*Stated goal:*
Which lines in the entries below contain the word "railway" with the same capitalization? Find each one and copy it out.

*Extracted information:*
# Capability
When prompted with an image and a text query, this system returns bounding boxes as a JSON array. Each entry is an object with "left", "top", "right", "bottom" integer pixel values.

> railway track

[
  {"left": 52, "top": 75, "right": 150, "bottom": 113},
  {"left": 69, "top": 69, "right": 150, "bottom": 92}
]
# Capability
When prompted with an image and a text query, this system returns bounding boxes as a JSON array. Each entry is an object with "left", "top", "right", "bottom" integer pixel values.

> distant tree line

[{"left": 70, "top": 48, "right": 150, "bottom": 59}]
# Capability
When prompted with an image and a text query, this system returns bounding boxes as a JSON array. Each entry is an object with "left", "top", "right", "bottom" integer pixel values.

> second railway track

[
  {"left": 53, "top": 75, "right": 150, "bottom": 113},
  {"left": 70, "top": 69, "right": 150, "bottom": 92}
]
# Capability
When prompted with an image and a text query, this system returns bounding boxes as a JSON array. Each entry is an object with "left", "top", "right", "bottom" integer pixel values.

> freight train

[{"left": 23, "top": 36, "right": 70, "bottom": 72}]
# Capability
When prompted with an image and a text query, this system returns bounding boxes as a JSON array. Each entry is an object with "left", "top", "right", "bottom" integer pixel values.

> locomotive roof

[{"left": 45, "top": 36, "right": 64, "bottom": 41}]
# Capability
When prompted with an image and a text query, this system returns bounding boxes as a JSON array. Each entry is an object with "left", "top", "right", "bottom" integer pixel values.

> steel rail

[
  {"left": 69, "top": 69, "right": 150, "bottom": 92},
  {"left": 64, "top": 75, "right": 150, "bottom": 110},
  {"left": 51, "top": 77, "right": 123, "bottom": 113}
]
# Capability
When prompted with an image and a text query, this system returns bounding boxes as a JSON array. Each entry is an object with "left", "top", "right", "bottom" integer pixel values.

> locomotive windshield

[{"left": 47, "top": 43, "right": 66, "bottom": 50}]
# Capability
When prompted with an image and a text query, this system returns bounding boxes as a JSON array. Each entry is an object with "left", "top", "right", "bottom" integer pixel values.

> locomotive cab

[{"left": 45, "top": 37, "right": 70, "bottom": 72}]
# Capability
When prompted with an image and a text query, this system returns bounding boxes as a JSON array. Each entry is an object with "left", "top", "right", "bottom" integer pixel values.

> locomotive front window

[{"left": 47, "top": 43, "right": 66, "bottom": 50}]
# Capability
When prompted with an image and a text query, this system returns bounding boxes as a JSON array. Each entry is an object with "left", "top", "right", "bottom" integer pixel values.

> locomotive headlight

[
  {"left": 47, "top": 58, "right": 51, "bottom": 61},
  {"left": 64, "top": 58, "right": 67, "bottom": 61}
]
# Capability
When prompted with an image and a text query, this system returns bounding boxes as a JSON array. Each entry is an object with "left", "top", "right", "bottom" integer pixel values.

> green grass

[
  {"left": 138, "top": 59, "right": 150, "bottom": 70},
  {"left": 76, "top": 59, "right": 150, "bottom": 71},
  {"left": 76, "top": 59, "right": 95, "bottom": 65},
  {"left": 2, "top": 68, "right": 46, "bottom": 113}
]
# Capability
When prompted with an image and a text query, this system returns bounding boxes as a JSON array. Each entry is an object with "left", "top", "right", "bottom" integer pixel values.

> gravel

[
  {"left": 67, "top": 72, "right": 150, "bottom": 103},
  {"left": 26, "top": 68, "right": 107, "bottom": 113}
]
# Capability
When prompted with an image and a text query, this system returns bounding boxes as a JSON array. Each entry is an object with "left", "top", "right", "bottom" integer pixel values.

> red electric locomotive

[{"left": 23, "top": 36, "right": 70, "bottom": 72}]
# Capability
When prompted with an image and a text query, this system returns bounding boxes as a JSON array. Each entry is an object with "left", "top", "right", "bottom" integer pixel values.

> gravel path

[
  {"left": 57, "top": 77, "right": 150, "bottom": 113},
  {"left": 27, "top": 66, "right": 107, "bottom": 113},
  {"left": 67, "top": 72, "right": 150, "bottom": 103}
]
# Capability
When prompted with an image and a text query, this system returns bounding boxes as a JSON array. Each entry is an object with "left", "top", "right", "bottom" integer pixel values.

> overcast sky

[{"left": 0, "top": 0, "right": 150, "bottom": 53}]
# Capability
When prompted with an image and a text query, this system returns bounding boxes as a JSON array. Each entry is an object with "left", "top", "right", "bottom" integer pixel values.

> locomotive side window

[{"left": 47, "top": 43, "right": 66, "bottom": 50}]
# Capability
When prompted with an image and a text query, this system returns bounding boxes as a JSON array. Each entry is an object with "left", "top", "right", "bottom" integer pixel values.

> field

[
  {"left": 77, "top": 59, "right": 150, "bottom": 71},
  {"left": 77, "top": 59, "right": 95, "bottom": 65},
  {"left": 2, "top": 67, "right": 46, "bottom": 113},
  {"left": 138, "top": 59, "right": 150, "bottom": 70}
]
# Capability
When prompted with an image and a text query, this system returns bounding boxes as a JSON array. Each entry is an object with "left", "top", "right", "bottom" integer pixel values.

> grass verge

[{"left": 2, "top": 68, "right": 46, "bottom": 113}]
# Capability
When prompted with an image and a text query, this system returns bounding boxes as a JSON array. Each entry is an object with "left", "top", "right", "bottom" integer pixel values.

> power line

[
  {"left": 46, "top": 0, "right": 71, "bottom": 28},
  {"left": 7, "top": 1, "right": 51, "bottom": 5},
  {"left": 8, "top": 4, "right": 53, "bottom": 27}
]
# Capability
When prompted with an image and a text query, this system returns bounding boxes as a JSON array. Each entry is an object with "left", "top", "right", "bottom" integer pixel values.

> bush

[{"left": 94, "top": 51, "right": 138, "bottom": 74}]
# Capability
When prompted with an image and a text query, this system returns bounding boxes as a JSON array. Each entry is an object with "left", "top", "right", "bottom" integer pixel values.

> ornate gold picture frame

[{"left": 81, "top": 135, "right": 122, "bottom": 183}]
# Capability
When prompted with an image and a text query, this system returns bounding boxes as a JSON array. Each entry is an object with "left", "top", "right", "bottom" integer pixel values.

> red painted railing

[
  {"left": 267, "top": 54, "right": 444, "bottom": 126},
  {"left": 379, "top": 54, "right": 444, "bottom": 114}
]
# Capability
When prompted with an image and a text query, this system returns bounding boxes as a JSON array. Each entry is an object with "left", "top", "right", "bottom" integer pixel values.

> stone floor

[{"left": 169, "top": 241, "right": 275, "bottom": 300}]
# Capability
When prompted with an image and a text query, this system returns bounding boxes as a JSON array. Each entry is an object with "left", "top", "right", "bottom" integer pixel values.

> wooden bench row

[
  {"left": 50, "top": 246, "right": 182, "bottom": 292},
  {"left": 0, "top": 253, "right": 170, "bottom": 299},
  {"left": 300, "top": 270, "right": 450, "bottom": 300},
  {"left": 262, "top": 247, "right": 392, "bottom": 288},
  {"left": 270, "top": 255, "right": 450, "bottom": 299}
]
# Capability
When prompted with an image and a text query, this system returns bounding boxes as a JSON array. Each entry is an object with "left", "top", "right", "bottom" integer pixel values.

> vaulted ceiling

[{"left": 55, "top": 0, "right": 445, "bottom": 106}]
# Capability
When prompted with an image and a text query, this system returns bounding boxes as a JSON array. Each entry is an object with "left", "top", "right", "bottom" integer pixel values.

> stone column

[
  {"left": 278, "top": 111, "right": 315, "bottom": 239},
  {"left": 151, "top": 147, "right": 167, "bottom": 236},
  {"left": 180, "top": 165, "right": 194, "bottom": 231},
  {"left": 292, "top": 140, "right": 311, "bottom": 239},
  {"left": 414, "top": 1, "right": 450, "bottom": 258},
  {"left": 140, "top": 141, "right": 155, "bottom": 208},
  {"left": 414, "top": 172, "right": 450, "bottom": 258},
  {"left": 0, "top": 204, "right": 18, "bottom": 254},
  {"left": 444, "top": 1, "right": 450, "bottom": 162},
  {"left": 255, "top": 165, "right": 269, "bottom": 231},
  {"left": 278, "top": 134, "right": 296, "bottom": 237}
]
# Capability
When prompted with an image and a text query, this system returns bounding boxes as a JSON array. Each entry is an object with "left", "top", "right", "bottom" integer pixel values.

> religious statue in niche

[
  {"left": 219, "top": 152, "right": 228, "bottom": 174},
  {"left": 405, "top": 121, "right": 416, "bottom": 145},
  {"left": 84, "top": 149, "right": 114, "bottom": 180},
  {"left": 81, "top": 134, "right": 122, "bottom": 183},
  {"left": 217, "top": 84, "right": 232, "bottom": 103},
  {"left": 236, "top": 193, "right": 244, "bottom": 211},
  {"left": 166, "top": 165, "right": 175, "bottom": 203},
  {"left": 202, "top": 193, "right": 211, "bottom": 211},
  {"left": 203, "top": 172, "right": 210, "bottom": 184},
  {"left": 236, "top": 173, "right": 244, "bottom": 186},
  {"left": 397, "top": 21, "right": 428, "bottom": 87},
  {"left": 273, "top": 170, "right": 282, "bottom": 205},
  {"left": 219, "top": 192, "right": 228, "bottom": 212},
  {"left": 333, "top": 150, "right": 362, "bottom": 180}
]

*Completed exercise:*
> railway track
> second railway track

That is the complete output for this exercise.